::: The data :::
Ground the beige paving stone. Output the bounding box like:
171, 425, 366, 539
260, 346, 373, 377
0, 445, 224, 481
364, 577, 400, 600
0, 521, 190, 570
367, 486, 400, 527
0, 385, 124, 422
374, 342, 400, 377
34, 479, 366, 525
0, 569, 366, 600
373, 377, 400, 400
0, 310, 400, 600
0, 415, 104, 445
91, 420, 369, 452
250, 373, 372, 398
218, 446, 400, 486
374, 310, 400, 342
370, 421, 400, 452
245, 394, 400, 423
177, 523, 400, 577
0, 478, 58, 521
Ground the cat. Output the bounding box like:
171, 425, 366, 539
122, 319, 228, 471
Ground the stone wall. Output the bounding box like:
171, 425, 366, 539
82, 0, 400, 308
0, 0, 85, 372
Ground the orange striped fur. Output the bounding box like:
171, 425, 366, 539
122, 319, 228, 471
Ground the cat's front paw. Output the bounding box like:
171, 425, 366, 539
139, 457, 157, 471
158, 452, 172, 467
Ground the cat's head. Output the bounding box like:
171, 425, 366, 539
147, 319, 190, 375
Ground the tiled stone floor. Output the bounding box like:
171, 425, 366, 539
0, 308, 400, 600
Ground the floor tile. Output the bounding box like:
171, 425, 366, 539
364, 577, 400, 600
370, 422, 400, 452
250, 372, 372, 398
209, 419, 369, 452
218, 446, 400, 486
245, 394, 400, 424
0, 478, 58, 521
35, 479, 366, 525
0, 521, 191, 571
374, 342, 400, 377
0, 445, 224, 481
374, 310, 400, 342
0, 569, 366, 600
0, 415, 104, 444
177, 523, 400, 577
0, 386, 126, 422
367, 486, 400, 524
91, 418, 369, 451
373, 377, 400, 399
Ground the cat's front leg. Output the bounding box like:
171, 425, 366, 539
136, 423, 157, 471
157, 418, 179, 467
:::
::: The data :::
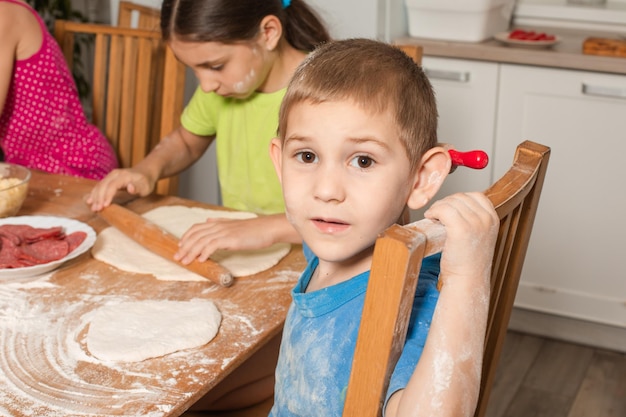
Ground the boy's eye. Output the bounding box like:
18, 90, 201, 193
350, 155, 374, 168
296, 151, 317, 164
:::
## Given request
Pick out every line in the items above that contains the word "front" and copy each one. Case counts, so a match must have the same capital and small letters.

## Result
Ground the cat's front paw. Output the bounding box like:
Ground the cat's front leg. Output the bounding box like:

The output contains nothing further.